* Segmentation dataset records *
══════════
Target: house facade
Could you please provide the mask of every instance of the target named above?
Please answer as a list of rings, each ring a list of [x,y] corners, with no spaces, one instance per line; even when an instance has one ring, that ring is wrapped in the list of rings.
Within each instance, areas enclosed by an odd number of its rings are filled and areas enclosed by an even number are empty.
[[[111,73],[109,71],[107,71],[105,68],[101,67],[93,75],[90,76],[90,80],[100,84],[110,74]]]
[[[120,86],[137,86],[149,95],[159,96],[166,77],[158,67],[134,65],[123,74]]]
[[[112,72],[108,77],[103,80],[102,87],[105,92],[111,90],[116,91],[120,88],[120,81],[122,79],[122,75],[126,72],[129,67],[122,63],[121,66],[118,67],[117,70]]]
══════════
* Task to complete *
Rewrite the records above, replacing every occurrence of "instance" with "object" and leaving everything else untouched.

* Full solution *
Target: house facade
Could you please provide the mask of every object of the target named above?
Please answer as a list of rings, each ring a list of [x,y] corners, with no spaces, one object per line; even when an object has one ring, that ring is wrapped in the list of rings.
Within each object, areas enclosed by an odd number of its rings are filled and areas enclosed by an even number are empty.
[[[111,73],[109,71],[107,71],[105,68],[101,67],[93,75],[90,76],[90,80],[100,84],[110,74]]]
[[[120,86],[137,86],[149,95],[159,96],[166,77],[158,67],[134,65],[123,74]]]
[[[112,72],[108,77],[103,80],[102,87],[105,92],[111,90],[116,91],[120,88],[120,81],[122,79],[122,75],[126,72],[129,67],[122,63],[121,66],[118,67],[117,70]]]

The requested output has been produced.